Text shown:
It's not the kind of oeuvre equal to that of Philip Seymour Hoffman's but it is one hell of a promising start. Yet Hoffman was only a touch older than McConaughey--about a year separates them--and his range was jaw-dropping. So many great actors, even DeNiro and Pacino at their height, settled into similar kinds of roles. There's a similarity in the lead characters of Serpico and Dog Day Afternoon, as there is in Raging Bull and Taxi Driver. Hoffman, though, was all over the place, just as happy to have a small role as the lead as long as it was interesting.

His masterpiece will be, of course, Capote, but when I think of the kind of genius Hoffman brought to a role, the movie Boogie Nights comes to mind. In particular, there's this scene in which Hoffman's character, Scotty J, finally utters a ham-handed confession of love to Mark Wahlberg's character, Dirk Diggler:



It takes barely a minute to see longing, humiliation, self-loathing, and a desperate hope that we as viewers know has no chance of being fulfilled. It is pathetic in the deepest sense of the word, and Hoffman simply inhabited this character for the duration of the scene; to inhabit it any longer would be unbearable. As A.O. Scott said in his remembrance today, "He had a rare ability to illuminate the varieties of human ugliness. No one ever did it so beautifully."

That's what I think we lost with his passing.

Problem 1: Translate this sentence from the passage on Philip Seymour Hoffman into Spanish: "So many great actors, even DeNiro and Pacino at their height, settled into similar kinds of roles."
Problem 2: Reproduce the stretch of the passage on Philip Seymour Hoffman from "It takes barely" through "with his passing.", swapping "unbearable" for "intolerable".
The listing was drawn from a source separate from the passage on Philip Seymour Hoffman.

Excerpted data:
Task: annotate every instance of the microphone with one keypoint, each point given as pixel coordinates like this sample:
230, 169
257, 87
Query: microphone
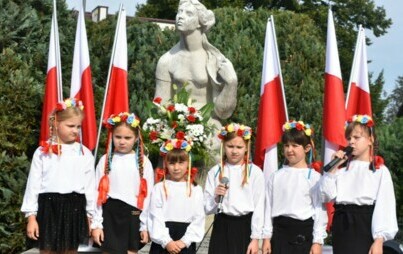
224, 181
348, 150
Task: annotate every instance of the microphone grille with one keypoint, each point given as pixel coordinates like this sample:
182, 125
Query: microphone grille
224, 180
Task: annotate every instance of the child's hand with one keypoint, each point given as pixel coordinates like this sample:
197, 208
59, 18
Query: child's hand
32, 228
253, 247
220, 190
266, 247
145, 238
377, 246
98, 236
172, 247
316, 248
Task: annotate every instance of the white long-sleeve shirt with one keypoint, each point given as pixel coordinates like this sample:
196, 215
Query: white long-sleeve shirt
294, 193
124, 183
177, 207
239, 200
361, 186
72, 171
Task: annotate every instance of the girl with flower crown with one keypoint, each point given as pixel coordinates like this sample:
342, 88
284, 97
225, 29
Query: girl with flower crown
176, 216
295, 218
239, 184
58, 200
125, 177
365, 205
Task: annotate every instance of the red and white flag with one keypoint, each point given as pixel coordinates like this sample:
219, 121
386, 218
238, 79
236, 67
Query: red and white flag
358, 96
333, 103
272, 108
53, 86
117, 95
81, 83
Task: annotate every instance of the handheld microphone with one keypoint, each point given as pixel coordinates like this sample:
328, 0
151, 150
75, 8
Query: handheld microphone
348, 150
224, 181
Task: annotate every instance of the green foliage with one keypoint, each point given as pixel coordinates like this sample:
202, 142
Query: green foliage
12, 183
391, 149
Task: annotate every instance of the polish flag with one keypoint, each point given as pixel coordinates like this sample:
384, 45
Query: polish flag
117, 95
81, 83
53, 90
358, 96
333, 103
272, 108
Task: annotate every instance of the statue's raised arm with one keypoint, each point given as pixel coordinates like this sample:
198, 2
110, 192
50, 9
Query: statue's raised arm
194, 61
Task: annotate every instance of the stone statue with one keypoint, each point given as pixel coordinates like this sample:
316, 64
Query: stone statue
210, 77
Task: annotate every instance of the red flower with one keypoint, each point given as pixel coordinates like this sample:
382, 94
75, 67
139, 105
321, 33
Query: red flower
153, 135
180, 135
317, 165
123, 118
191, 118
171, 108
157, 100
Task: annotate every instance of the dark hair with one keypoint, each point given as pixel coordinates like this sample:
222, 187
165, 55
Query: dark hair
296, 136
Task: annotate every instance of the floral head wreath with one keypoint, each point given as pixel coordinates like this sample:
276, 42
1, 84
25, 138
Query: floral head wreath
362, 119
170, 145
68, 103
308, 131
299, 125
241, 130
130, 118
176, 143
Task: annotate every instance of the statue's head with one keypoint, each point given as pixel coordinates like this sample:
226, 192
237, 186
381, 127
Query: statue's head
206, 18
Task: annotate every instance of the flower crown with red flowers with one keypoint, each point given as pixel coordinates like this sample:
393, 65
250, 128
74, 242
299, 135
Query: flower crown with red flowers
130, 118
176, 143
299, 125
241, 130
362, 119
68, 103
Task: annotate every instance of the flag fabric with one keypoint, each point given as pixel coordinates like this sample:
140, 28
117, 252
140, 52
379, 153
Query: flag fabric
358, 96
333, 103
53, 89
117, 96
81, 83
272, 108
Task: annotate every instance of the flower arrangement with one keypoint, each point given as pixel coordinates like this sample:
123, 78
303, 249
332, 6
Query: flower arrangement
300, 125
178, 119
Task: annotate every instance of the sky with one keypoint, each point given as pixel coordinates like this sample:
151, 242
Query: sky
385, 53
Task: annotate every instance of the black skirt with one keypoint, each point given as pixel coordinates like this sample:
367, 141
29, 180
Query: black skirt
176, 230
62, 221
291, 235
231, 234
351, 229
121, 224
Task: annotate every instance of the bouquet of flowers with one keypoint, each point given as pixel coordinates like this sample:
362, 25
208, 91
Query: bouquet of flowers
178, 119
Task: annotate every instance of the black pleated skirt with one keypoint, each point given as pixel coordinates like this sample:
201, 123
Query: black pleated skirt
291, 235
62, 221
121, 227
176, 230
351, 229
231, 234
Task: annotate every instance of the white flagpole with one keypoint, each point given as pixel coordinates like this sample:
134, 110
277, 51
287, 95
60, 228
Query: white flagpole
108, 78
353, 69
58, 61
278, 64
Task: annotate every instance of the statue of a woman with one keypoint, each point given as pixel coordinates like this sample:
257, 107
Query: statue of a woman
210, 77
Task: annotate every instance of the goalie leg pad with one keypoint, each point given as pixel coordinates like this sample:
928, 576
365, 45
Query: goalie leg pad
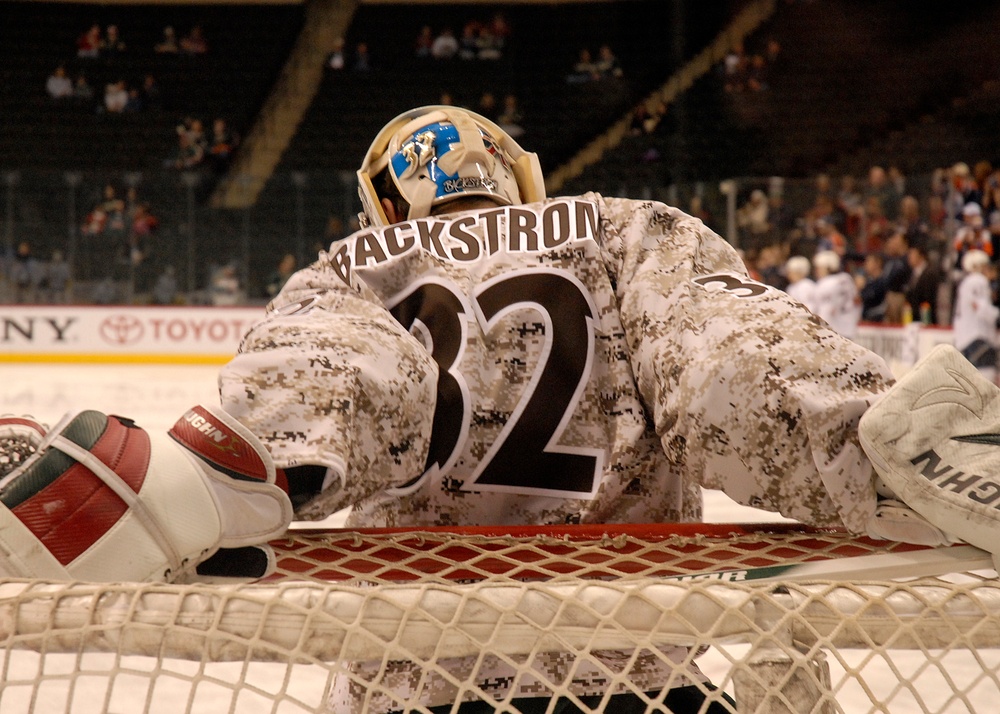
934, 438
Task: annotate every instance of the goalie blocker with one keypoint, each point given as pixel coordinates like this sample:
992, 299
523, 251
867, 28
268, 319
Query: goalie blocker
103, 499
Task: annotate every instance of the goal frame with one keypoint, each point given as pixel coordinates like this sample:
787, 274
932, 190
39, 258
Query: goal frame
342, 596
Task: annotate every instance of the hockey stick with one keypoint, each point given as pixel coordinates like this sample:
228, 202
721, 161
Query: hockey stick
931, 562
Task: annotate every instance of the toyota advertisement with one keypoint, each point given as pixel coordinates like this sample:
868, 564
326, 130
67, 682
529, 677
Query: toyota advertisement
56, 333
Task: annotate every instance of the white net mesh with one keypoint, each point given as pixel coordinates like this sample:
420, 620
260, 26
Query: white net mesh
547, 605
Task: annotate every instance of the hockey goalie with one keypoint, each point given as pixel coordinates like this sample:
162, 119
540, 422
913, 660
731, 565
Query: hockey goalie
479, 354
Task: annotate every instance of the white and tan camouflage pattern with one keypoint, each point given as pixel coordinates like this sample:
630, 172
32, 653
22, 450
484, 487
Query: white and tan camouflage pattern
602, 360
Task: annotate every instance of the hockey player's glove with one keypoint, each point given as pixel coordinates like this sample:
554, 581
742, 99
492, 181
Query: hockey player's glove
102, 499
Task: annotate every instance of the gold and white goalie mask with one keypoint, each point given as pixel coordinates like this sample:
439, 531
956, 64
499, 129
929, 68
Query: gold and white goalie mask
436, 154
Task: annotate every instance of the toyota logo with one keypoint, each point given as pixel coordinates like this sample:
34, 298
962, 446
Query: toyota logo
121, 330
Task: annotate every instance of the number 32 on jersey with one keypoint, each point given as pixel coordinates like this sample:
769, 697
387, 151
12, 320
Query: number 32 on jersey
526, 457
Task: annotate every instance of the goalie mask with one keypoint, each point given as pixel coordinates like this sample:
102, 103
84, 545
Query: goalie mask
436, 154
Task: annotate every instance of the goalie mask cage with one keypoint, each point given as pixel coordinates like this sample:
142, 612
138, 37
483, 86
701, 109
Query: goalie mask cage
350, 610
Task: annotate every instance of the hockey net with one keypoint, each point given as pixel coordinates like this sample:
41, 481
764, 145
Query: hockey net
526, 598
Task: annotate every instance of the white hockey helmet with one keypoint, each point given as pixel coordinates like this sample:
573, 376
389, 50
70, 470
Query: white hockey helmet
436, 154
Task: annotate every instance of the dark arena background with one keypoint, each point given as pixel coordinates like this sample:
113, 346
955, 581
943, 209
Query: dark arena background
709, 102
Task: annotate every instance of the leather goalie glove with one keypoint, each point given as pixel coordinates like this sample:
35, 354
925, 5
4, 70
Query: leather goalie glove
102, 499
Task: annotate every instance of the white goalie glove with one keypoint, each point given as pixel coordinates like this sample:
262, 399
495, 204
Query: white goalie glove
102, 499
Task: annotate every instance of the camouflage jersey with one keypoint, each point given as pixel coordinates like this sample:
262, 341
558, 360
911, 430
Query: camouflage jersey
578, 360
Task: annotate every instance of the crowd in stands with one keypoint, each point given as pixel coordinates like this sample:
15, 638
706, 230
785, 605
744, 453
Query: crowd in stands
744, 71
197, 148
913, 253
104, 51
594, 68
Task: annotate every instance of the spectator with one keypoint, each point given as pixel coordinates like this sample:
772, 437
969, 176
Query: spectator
445, 45
141, 227
134, 103
607, 63
500, 29
836, 295
196, 130
829, 237
644, 121
924, 285
910, 222
25, 274
89, 44
771, 260
734, 68
83, 93
696, 208
225, 286
871, 285
276, 280
165, 288
113, 208
584, 69
991, 193
337, 60
152, 94
221, 144
59, 86
194, 42
487, 105
168, 45
468, 41
489, 47
850, 204
975, 320
757, 79
895, 276
972, 235
882, 190
189, 155
511, 119
114, 45
362, 58
800, 285
423, 42
876, 226
752, 217
55, 287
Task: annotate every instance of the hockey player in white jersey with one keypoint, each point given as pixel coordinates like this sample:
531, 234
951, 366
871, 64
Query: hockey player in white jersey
480, 354
835, 297
801, 286
974, 324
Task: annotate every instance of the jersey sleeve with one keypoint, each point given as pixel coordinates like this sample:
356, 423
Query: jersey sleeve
749, 391
329, 378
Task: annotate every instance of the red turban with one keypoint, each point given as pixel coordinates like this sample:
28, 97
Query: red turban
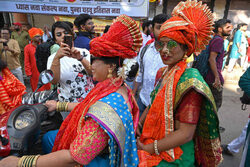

Expected answer 1: Tantos grandes actores, incluso DeNiro y Pacino en su apogeo, se acomodaron en papeles de tipo similar.

Expected answer 2:
It takes barely a minute to see longing, humiliation, self-loathing, and a desperate hope that we as viewers know has no chance of being fulfilled. It is pathetic in the deepest sense of the word, and Hoffman simply inhabited this character for the duration of the scene; to inhabit it any longer would be intolerable. As A.O. Scott said in his remembrance today, "He had a rare ability to illuminate the varieties of human ugliness. No one ever did it so beautifully."

That's what I think we lost with his passing.